- _MATERIAL TO PROCESS_:
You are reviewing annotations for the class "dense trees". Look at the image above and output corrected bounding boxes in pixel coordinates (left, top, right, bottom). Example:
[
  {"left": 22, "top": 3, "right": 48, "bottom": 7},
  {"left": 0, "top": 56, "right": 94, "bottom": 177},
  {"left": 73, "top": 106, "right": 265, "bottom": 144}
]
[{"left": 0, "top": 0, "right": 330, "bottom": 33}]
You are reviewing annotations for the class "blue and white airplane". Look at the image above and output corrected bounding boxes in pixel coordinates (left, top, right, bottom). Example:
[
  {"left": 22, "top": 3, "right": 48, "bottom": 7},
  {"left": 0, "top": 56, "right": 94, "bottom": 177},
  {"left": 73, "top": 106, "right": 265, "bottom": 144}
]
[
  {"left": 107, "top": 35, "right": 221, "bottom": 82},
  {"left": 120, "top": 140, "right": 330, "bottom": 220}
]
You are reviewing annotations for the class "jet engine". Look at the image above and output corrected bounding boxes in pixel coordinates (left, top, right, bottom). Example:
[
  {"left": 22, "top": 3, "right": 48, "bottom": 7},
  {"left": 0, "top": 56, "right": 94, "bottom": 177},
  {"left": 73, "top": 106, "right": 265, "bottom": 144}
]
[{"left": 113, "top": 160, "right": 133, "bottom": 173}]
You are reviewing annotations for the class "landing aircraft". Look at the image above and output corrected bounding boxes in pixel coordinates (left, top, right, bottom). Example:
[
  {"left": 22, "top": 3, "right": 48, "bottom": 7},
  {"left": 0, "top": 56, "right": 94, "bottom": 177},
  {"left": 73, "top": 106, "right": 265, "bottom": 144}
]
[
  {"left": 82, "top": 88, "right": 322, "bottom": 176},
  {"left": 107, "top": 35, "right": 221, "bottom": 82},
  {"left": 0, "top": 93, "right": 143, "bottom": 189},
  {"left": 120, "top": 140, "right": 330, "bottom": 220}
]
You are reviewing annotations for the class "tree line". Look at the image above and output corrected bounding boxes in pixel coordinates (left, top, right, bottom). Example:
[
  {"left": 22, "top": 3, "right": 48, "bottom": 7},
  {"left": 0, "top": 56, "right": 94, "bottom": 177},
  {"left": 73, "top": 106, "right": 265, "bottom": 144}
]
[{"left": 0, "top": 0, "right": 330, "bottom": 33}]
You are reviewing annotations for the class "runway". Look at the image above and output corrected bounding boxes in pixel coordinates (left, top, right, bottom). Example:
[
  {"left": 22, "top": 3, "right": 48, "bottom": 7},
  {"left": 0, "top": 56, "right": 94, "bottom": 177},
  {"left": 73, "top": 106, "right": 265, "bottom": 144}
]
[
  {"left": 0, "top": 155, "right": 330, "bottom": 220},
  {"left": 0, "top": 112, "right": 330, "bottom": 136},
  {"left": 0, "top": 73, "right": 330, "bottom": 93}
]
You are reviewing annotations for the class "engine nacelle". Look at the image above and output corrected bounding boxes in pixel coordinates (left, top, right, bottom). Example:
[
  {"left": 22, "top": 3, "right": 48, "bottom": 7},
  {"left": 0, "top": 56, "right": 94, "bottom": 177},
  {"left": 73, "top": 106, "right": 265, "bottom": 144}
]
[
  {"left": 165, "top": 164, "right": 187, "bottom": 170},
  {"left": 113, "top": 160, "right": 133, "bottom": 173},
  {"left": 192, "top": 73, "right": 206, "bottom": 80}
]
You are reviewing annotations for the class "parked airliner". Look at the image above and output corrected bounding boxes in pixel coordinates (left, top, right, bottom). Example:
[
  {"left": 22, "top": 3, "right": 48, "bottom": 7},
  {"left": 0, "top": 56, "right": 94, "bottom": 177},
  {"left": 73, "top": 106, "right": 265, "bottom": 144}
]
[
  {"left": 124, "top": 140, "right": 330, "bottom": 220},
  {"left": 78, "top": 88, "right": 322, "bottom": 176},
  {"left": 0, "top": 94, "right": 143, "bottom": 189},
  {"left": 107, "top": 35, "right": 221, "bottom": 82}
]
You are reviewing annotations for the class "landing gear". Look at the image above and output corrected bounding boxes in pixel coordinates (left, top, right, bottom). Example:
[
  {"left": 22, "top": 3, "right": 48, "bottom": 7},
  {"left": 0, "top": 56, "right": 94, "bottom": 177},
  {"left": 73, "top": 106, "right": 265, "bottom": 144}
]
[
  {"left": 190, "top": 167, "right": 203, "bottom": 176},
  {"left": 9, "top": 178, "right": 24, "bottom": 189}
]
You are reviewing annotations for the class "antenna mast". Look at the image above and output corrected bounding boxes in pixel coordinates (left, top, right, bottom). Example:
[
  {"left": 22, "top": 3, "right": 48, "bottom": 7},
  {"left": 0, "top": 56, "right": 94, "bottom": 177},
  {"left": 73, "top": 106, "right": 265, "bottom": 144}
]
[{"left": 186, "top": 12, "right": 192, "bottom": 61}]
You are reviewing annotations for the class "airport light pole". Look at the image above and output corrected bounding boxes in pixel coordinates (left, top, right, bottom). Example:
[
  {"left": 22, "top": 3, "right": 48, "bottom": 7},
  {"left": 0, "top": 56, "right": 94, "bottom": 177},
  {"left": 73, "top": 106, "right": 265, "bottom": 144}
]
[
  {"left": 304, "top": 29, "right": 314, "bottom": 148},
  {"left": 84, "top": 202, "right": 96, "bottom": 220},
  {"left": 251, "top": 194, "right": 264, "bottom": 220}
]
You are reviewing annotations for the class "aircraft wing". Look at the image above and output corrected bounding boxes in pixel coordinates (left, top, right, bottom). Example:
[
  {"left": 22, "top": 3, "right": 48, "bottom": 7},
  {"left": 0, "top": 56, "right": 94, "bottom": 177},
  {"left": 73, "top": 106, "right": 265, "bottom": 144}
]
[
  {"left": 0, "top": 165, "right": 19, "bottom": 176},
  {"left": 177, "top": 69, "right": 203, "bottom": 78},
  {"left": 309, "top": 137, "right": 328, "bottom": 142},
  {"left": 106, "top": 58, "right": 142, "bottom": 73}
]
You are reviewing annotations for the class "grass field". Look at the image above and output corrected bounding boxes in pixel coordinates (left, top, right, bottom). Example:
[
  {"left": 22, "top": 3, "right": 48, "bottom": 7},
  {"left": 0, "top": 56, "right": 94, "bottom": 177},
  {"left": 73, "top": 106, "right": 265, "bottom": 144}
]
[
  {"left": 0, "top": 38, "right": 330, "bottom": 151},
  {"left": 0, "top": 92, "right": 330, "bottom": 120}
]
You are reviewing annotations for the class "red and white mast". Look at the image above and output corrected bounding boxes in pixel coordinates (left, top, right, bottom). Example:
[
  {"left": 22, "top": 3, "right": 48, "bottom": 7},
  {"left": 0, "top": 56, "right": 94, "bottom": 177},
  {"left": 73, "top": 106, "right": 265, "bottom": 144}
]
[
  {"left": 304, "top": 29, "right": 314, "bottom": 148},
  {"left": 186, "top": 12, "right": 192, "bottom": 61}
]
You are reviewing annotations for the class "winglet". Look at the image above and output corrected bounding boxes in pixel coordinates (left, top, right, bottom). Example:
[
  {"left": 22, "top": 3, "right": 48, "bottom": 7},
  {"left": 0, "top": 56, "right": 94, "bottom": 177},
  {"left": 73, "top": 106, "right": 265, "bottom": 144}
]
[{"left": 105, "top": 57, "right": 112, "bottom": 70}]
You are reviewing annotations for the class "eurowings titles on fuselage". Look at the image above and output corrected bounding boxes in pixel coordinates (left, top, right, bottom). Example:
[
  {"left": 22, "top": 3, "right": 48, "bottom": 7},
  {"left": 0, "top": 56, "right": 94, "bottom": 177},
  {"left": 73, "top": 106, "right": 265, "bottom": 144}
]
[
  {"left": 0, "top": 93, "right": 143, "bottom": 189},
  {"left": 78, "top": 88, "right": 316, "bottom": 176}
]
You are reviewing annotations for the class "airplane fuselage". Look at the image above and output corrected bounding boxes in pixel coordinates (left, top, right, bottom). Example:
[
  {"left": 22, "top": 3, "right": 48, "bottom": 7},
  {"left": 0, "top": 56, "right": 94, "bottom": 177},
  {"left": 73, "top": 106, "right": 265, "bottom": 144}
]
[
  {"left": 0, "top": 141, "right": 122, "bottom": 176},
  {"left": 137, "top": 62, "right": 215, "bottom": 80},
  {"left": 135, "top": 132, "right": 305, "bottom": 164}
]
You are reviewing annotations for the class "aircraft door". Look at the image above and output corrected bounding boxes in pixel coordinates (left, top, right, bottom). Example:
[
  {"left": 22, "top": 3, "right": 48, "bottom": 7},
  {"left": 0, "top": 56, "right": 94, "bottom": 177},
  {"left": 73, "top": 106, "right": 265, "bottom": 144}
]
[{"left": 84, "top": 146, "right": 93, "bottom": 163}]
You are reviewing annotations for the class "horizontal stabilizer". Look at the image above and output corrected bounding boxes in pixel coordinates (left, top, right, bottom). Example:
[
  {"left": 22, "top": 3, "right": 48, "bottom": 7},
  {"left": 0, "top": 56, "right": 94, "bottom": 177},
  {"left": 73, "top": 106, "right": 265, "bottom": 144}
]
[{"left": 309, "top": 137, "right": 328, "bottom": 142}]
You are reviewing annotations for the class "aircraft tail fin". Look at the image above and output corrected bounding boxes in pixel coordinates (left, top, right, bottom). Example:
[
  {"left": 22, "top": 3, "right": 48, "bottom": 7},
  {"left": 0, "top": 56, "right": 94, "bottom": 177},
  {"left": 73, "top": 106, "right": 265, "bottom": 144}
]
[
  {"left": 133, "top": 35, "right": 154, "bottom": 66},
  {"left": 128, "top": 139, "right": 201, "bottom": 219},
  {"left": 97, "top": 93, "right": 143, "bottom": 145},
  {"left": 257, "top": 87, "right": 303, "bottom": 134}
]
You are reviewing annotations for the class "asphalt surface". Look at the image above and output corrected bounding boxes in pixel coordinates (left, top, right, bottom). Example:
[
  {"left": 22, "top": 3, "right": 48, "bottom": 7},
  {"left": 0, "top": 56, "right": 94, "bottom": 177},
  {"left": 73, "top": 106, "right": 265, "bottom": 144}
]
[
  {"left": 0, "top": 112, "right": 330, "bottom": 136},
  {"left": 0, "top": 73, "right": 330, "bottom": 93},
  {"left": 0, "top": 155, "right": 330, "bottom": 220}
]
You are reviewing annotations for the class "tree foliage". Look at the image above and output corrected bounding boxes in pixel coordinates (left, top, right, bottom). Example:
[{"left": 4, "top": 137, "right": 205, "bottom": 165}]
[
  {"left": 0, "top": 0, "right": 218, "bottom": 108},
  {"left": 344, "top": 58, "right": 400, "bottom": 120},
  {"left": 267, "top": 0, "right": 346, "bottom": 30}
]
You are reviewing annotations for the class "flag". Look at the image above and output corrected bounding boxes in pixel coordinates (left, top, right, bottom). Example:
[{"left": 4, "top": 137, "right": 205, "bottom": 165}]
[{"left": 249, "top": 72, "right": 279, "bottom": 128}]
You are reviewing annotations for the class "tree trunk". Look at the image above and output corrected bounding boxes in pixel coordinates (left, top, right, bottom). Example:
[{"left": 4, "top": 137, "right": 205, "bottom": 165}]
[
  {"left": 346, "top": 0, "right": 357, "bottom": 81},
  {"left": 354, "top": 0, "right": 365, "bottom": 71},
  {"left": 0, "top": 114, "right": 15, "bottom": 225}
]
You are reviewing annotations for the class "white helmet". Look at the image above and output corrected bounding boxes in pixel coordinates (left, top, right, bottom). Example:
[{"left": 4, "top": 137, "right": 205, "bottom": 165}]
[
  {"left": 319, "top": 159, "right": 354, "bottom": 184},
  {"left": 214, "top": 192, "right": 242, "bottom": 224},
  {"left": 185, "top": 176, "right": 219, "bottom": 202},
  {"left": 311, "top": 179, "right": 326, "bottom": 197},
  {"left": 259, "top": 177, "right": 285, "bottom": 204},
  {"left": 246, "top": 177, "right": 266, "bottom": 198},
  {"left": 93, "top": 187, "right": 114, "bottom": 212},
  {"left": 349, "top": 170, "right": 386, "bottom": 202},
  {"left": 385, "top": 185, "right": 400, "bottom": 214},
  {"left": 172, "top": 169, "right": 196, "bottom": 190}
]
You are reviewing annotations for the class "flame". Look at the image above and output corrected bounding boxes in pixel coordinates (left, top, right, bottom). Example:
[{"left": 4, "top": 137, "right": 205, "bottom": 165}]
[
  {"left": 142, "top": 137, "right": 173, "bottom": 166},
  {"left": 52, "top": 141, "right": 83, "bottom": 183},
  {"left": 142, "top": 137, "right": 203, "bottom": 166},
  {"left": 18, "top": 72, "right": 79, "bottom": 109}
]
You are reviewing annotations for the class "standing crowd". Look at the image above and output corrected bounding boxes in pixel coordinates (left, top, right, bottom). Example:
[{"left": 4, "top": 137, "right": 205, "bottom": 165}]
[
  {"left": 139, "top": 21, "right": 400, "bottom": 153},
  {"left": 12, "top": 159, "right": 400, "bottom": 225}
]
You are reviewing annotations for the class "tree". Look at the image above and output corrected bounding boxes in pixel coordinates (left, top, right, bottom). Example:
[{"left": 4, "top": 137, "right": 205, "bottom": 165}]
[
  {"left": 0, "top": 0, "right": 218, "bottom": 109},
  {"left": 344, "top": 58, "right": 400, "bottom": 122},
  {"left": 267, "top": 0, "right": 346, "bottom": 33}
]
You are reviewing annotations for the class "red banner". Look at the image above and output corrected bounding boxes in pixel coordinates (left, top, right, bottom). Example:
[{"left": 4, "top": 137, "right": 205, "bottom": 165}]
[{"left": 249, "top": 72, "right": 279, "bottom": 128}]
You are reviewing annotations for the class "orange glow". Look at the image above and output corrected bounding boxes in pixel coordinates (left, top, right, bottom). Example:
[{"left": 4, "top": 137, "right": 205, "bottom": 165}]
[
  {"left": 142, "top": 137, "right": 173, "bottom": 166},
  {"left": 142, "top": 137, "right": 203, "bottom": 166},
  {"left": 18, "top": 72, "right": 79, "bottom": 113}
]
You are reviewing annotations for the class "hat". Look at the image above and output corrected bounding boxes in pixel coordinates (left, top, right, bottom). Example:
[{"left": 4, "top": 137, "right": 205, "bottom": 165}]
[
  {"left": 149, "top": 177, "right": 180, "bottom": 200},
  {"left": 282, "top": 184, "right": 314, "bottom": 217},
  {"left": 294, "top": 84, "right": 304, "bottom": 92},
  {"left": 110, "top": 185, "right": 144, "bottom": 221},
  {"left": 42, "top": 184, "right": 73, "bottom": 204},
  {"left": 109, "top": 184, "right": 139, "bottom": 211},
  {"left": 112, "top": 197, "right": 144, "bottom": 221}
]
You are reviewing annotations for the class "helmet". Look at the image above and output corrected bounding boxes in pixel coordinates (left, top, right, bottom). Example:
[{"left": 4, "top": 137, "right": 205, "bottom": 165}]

- _REQUIRED WORK_:
Please pick out and copy every line of the records above that contains the string "fuselage", matching case exactly.

- _THE SOLUTION_:
You are reviewing annotations for the class "eurowings titles on fuselage". Look at the image above and output corrected bounding boxes in pixel coordinates (left, top, right, bottom). Example:
You are reviewing annotations for the class "airplane fuselage". Look at the image above and output corrected bounding boxes in pixel coordinates (left, top, right, bottom). Example:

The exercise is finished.